*Text shown*:
╔══
Dascalita Haut: We actually saved it. I saved it before for the WiFi.

Kumar: The model is already there in my local system. Now, I'm going to show you the image that I'm going to crop. So this is the image that we are going to crop, this is the image that Dragos tried to crop and it didn't do a very good job. Now, we can see this image and we can see where are the eyes, where is the nose, where's the shoulder, hips, and so on. Because we are human beings, right? Let me show you how the machine sees the body.

I'll run this cell. What is happening in this cell is basically my model is running in inference mode and it is trained to detect body parts. Now, the version of model that I'm using, it is trained to identify 18 human body parts. It is running in inference mode, so it takes around 9 to 10 seconds. Let's see what we have got. You can see that it has identified some body parts, like it has identified nose, eyes, shoulder, and it has done a relatively good job than what Dragos had. One thing to note here is that it has not identified all the body parts. You can see that the right knee it has not identified, ankles it has not identified, and that's okay.
╚══
Dataset records:
╔══
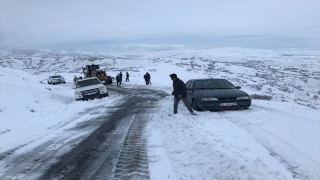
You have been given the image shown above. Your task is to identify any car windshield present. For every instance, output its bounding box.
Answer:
[77,79,101,88]
[194,79,235,89]
[52,76,61,78]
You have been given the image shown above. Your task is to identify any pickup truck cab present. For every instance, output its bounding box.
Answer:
[74,77,109,101]
[47,75,66,85]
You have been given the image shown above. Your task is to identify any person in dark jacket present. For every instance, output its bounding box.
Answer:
[120,72,122,81]
[170,74,195,115]
[143,72,150,85]
[126,72,129,82]
[116,74,121,87]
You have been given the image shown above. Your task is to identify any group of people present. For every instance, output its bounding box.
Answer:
[73,72,195,115]
[116,72,151,87]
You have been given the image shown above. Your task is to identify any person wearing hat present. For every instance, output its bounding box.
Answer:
[169,73,195,115]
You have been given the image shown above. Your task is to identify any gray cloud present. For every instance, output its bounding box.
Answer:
[0,0,320,49]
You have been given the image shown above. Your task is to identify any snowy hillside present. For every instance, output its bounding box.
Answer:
[0,45,320,109]
[0,46,320,180]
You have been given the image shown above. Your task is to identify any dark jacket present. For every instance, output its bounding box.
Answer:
[116,75,122,82]
[172,78,187,98]
[143,74,150,81]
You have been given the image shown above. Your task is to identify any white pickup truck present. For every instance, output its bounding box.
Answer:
[47,75,66,85]
[74,77,109,101]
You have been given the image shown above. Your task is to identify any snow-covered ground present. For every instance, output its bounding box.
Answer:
[0,46,320,180]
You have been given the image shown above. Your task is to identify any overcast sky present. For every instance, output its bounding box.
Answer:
[0,0,320,49]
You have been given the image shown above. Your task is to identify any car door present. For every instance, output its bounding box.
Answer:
[186,81,193,104]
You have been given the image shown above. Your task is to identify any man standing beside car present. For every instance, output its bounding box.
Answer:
[170,73,195,115]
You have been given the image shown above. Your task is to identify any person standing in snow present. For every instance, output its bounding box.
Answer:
[143,72,150,85]
[120,72,122,81]
[73,76,78,85]
[116,74,121,87]
[169,73,195,115]
[126,72,129,82]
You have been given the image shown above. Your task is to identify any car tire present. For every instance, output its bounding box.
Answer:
[192,99,202,111]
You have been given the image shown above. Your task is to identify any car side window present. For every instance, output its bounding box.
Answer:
[189,81,193,89]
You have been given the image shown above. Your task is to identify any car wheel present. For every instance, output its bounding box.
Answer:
[192,99,202,111]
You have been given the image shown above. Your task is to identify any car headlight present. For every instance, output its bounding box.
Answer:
[99,87,107,94]
[201,98,218,101]
[237,96,250,100]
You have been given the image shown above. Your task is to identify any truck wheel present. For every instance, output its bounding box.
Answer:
[192,99,202,111]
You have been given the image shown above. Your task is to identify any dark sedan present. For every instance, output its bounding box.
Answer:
[186,78,251,111]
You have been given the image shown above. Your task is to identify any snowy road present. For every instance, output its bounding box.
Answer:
[0,87,166,179]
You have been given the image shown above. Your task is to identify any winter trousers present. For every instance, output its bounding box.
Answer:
[173,97,193,113]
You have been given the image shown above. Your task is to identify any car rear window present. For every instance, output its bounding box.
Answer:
[77,79,101,88]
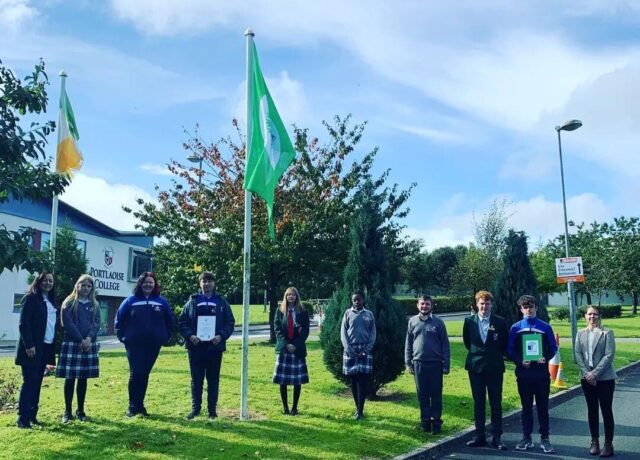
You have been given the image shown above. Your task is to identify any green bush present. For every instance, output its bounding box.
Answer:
[395,296,472,316]
[551,305,622,321]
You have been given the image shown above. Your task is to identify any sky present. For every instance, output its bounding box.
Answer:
[0,0,640,250]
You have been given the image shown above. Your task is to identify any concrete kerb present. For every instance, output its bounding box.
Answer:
[394,361,640,460]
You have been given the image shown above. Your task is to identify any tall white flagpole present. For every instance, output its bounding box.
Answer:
[49,70,67,262]
[240,28,254,420]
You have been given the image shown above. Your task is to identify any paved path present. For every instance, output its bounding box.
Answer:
[401,364,640,460]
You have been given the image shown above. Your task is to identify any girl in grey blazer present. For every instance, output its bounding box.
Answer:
[575,305,617,457]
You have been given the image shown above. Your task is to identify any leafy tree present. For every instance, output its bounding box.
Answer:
[0,61,68,271]
[129,116,410,340]
[320,181,406,396]
[495,230,549,324]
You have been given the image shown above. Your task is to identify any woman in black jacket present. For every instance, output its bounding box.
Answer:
[273,287,309,415]
[15,271,57,428]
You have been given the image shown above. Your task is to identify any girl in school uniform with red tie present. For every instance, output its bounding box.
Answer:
[273,287,309,415]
╚══
*Required task A*:
Using the body-part detection transcript, state whether each statement below agrees with it. Answer yes or no for each, and quote the exact words of the transcript that decide it. (i) The version of the model in use is trained to identify 18 human body parts. (ii) Running the model in inference mode takes around 30 seconds. (iii) The model identified the ankles in the image.
*Required task B*:
Continue the body-part detection transcript from the point at which it stops.

*Task answer A*:
(i) Yes: "it is trained to identify 18 human body parts"
(ii) No: "it takes around 9 to 10 seconds"
(iii) No: "ankles it has not identified"

*Task answer B*:
The thing with machine learning model is that it is not 100% perfect. Again, if you have your own data and if you don't want to use this open source model, you can train your own model. Now, once my machine learning model has identified the body part in the image, I can crop it. Let's say I want to crop my image from eyes to hips. So that's why I have given the upper body part as eyes, and the lower body part as hips.

So I'll run this thing again. What it is doing is it is doing the same thing, running my model in inference mode, my model is returning the coordinate corresponding to different body part, and I'm using those coordinates to crop my image. You can see that it has done a good job, it has cropped from eyes to hips. And you can see different stats also, like how much time it took to do that.

Now let me try to visualize the part of image that was cropped. What I can do is I can draw a bounding box around the area of image that was cropped. I can do that by running this cell. You can see that that the part of image that is inside my bounding box, that is the area that was cropped. So that's just for visualization.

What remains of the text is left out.